[Recorded data]
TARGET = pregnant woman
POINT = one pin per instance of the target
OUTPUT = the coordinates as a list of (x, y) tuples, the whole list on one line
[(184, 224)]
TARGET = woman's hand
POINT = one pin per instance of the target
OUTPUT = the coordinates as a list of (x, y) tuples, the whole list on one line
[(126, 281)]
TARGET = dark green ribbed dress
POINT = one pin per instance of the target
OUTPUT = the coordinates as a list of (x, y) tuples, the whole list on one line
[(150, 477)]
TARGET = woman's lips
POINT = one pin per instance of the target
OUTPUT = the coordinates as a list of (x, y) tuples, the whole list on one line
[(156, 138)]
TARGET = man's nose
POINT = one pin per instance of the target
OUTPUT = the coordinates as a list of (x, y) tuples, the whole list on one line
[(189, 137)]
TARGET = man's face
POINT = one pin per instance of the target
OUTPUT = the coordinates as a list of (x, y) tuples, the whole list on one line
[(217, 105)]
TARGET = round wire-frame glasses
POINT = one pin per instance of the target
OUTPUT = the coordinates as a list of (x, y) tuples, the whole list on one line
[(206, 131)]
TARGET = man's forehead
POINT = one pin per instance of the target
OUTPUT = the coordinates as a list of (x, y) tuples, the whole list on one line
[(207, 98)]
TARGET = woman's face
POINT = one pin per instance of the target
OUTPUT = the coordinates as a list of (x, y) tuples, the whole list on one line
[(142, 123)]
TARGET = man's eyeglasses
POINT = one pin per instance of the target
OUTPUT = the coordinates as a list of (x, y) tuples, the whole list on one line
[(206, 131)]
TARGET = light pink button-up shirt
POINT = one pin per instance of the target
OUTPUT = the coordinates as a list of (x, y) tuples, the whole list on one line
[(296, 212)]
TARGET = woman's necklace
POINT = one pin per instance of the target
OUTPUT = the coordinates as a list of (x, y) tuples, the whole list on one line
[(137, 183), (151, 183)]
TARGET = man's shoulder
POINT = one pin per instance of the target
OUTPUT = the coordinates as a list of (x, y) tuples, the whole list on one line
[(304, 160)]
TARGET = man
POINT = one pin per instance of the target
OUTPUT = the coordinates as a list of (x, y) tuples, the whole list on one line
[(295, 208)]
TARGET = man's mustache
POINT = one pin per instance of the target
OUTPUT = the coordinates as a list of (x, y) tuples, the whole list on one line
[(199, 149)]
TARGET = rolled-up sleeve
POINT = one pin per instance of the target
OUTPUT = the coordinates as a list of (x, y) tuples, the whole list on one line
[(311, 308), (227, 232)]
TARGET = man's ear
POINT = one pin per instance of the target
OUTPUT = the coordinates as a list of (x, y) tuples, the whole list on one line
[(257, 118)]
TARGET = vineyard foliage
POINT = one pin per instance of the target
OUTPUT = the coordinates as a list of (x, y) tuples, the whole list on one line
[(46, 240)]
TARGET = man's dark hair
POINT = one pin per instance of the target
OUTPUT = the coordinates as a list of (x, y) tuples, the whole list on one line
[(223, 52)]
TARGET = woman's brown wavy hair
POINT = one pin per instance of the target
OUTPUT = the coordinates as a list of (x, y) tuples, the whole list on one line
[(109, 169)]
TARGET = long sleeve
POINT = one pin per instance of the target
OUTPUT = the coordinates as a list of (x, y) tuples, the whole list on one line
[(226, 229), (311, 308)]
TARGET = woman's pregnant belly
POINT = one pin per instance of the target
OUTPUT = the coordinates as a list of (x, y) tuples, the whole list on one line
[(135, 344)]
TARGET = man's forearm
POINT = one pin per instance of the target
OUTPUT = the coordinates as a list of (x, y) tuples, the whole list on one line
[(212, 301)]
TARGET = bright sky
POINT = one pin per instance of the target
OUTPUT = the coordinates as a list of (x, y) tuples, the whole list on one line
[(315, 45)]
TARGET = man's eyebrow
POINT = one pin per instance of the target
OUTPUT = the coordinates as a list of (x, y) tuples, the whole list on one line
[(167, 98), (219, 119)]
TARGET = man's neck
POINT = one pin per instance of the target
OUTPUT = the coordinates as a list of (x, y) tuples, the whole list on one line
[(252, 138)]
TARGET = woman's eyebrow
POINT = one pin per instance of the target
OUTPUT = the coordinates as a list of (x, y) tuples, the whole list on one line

OBJECTIVE:
Write out everything from the line containing "TARGET = man's shoulder" down to the line containing "[(315, 45)]", both lines included and requests kept, and add 115 to every number in the coordinates.

RESPONSE TO THIS EXERCISE:
TARGET = man's shoulder
POINT = one pin per instance of the target
OUTPUT = the coordinates as a list of (x, y) tuples, the whole list on one line
[(419, 275)]
TARGET = man
POINT = one pin per instance of the target
OUTPUT = the coordinates as a list of (x, y) tuples, the whole list on one line
[(410, 323)]
TARGET = man's mustache
POINT = one pin per instance of the target
OUTPUT = the coordinates as a list of (x, y) tuples, the whole list on one line
[(314, 264)]
TARGET = rolled-up sleeve
POINT = one pin per instance of the target
OUTPUT = the coordinates as a list of (x, y) tuples, the whole list on one line
[(426, 423), (342, 347)]
TARGET = man's ear
POINT = one pin per instance of the target
OUTPUT = the coordinates as a list of (x, y) tuples, the whole list on one line
[(372, 233)]
TARGET = vineyard foliage
POINT = one pin per instance of the target
OUTPUT = the coordinates as a list of (x, y) tuples, the whole list on one line
[(161, 355)]
TARGET = man's dark hair
POINT = one pin per instance of the target
OUTPUT = the coordinates as a list of (x, y) tuples, the whole list on one line
[(338, 167)]
TARGET = woman's brown wavy hair
POINT = one pin per instance of the target
OUTPUT = the coordinates as a list of (x, y) tuples, the whole list on one line
[(224, 284)]
TARGET = long sleeve
POINT = one pin per instance of the target
OUTPUT = the coordinates as a list of (x, y) tuples, the whole list on one line
[(341, 344), (426, 423)]
TARGET = woman's pregnant belly
POINT = one pin per instance of the target
OUTPUT = the coordinates as a list of (x, y) tuples, the whole list on one line
[(250, 459)]
TARGET = man's forearm
POINT = one pin per instance of the target
OUTPUT = the coordinates as a list of (x, y) tuples, the whole list on one line
[(327, 416)]
TARGET = bright sky
POINT = one pin per instance of the target
OUTPUT = the coordinates as a list of (x, y) tuples, the whole list on one line
[(430, 160)]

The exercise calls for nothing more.